Provided material
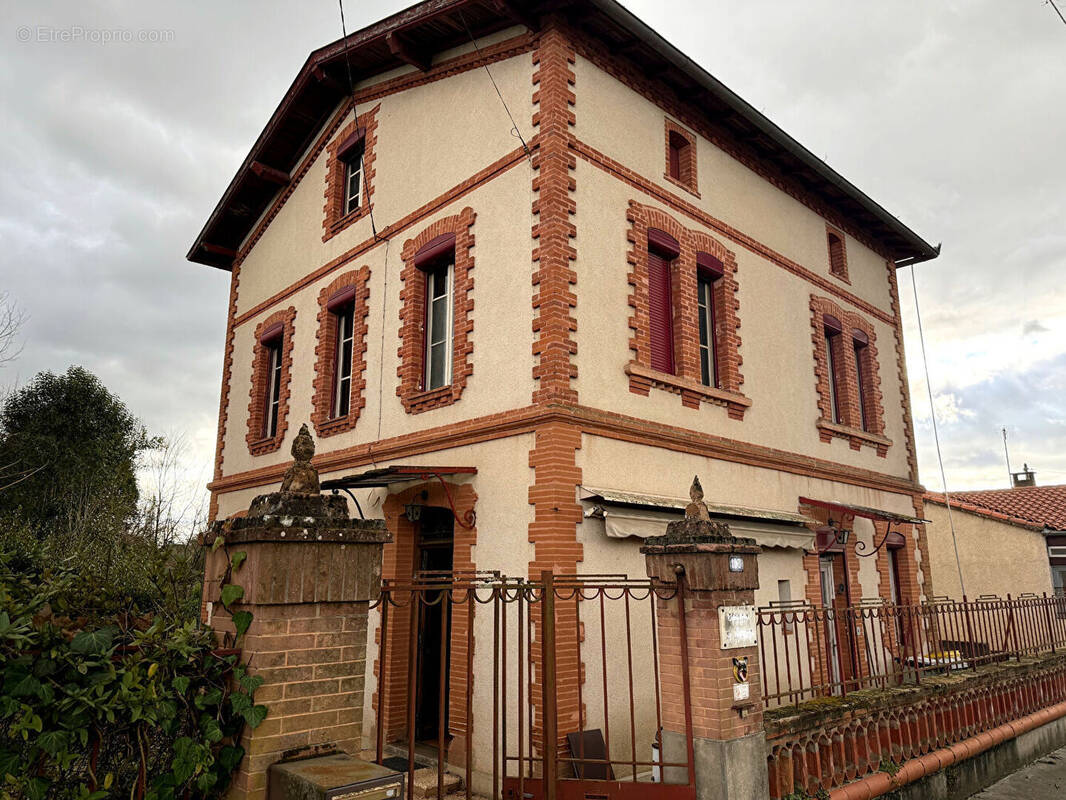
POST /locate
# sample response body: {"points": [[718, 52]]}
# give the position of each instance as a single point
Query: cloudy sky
{"points": [[951, 114]]}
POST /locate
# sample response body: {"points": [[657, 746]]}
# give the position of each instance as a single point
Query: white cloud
{"points": [[949, 114]]}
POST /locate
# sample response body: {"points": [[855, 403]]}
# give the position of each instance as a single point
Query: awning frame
{"points": [[402, 474]]}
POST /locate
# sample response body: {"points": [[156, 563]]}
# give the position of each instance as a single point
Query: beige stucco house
{"points": [[535, 271]]}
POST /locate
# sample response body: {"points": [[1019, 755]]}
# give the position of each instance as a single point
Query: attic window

Instructions to follow
Render the data above as a JSON array of strings, with one string for each line and blank lines omitted. Leave the pictures out.

Written solution
[
  "POST /locate",
  "# sample response body: {\"points\": [[718, 52]]}",
  "# give the position of each instance as a single point",
  "Query: cloudy sky",
  "{\"points\": [[951, 114]]}",
  "POST /locate",
  "# sample response body: {\"points\": [[657, 746]]}",
  "# give the position of each instance as a single point",
  "Query: white cloud",
  "{\"points\": [[949, 114]]}",
  "POST /locate",
  "# sample response body: {\"points\": [[855, 403]]}",
  "# give the position of each instance as a single point",
  "Query: awning frame",
  "{\"points\": [[402, 474]]}",
  "POST /locate",
  "# sample response body: {\"points\": [[156, 563]]}",
  "# give the position of each instance as a single point",
  "Query: beige stucco house",
  "{\"points\": [[535, 271]]}",
  "POST /locate",
  "# sample response body: {\"points\": [[1019, 755]]}",
  "# give the position of each instance as a single point",
  "Query: attic window"
]